Goal: Recast every line of the entries below as a Markdown table with two columns, Index for the row number and Content for the line, and omit blank lines.

Record excerpts:
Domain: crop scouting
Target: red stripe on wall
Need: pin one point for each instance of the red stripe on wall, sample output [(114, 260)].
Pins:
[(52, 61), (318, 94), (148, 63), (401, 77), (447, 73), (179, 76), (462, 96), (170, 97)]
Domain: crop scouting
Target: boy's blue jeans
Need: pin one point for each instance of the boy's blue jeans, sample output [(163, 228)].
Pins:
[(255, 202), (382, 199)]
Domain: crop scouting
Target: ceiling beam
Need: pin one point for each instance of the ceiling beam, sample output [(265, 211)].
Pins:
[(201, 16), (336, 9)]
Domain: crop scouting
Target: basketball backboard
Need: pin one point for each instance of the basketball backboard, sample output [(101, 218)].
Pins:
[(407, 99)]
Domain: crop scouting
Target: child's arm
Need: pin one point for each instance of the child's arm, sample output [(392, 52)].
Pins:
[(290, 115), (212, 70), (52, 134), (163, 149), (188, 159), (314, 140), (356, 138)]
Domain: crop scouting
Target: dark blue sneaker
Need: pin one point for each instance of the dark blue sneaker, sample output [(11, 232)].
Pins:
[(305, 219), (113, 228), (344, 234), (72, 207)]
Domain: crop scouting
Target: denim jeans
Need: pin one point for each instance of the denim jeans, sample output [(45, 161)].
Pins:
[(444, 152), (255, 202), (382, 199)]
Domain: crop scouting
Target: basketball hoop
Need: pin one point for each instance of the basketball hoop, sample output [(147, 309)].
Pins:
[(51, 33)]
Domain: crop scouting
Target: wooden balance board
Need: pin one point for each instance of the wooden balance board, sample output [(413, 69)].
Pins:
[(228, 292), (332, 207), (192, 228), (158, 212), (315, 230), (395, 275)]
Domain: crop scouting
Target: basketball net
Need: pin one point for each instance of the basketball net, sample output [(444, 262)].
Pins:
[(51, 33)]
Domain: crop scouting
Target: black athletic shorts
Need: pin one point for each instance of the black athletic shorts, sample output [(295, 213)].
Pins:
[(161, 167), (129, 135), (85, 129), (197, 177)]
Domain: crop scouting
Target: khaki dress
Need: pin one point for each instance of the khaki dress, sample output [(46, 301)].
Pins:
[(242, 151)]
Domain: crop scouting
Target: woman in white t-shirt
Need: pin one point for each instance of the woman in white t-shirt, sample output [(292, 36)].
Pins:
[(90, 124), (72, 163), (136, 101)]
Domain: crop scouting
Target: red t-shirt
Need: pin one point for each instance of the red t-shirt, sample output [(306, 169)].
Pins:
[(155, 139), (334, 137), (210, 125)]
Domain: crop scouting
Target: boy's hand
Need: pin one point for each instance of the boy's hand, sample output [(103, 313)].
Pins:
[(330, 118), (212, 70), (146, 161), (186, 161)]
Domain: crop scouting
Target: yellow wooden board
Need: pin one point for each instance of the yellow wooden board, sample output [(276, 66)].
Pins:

Output of the task:
| Index | Content |
|---|---|
| 1 | Domain: crop scouting |
| 2 | Target: red stripe on wall |
| 3 | Need: pin one point for each instance of the red stripe on wall, sample output [(114, 260)]. |
| 4 | Pins: |
| 5 | [(52, 61), (318, 94), (148, 63), (401, 77), (447, 73), (179, 76), (462, 96), (170, 97)] |
| 6 | Domain: crop scouting |
| 7 | Target: boy's blue jeans |
| 8 | Need: pin one point for each instance of the boy's blue jeans, sample output [(163, 228)]. |
| 9 | Pins: |
| 10 | [(255, 202), (382, 199)] |
| 11 | Domain: crop scouting |
| 12 | Target: ceiling beam |
| 13 | Need: pin one point for each instance of the ceiling beam, sample output [(265, 211)]. |
| 14 | Pins: |
| 15 | [(201, 16), (336, 9)] |
| 16 | Domain: crop scouting |
| 17 | Target: basketball backboard |
| 18 | Need: pin one point for each instance of the basketball backboard, sample output [(101, 218)]. |
| 19 | Pins: |
| 20 | [(407, 99)] |
| 21 | Domain: crop scouting |
| 22 | Target: child's arm |
| 23 | Need: pin one point for each instance of the child's arm, sample output [(392, 52)]. |
| 24 | Pins: |
| 25 | [(290, 115), (212, 70), (52, 134), (163, 149), (188, 159), (314, 140), (356, 138)] |
| 26 | Domain: crop scouting |
| 27 | Target: dark blue sneaker |
| 28 | Need: pin one point for each instance of the dark blue sneaker, sample output [(11, 232)]. |
| 29 | Pins: |
| 30 | [(305, 219), (113, 228), (344, 234), (72, 207)] |
| 31 | Domain: crop scouting |
| 32 | Target: denim jeans |
| 33 | Need: pin one point for each instance of the denim jeans, sample output [(45, 161)]. |
| 34 | Pins: |
| 35 | [(444, 152), (255, 202), (382, 199)] |
| 36 | Domain: crop scouting |
| 37 | Target: basketball hoop |
| 38 | Need: pin one point for each instance of the basketball hoop, sample output [(147, 309)]. |
| 39 | Pins: |
| 40 | [(51, 33)] |
| 41 | Domain: crop scouting |
| 42 | Target: wooden balance board |
| 43 | Need: pin one point for each instance of the wooden balance board, sample output [(413, 69)]. |
| 44 | Pins: |
| 45 | [(228, 292), (332, 207), (192, 228), (158, 212), (315, 230), (395, 275)] |
| 46 | Domain: crop scouting |
| 47 | Target: basketball net |
| 48 | Need: pin one point for each instance of the basketball net, sample output [(444, 262)]. |
| 49 | Pins: |
| 50 | [(51, 33)] |
| 51 | Domain: crop scouting |
| 52 | Target: black athletic shorts |
| 53 | Need: pin one point for each instance of the black athletic shorts, sample output [(295, 213)]. |
| 54 | Pins: |
| 55 | [(161, 167), (129, 135), (85, 129), (197, 177)] |
| 56 | Domain: crop scouting |
| 57 | Target: khaki dress |
| 58 | Need: pin one point for each instance of the khaki dress, sample output [(46, 301)]. |
| 59 | Pins: |
| 60 | [(242, 151)] |
| 61 | Domain: crop scouting |
| 62 | Target: woman in white t-shirt |
| 63 | Need: pin one point for each instance of the woman in white t-shirt, sample output [(292, 36)]. |
| 64 | Pins: |
| 65 | [(90, 124), (72, 163), (136, 101)] |
| 66 | Domain: crop scouting |
| 67 | Target: red t-shirt |
| 68 | Need: pin one point for each instance of the red t-shirt, sample output [(306, 169)]. |
| 69 | Pins: |
| 70 | [(155, 139), (334, 137), (210, 125)] |
| 71 | Domain: crop scouting |
| 72 | Target: boy's hand |
| 73 | Need: pin one point for each instance of the boy's hand, sample output [(103, 313)]. |
| 74 | Pins: |
| 75 | [(330, 118), (212, 70), (146, 161), (186, 161)] |
| 76 | Domain: crop scouting |
| 77 | Target: yellow wooden board |
| 78 | Need: pin one point for each instance of the yellow wooden board, sample output [(276, 66)]. |
| 79 | Pins: |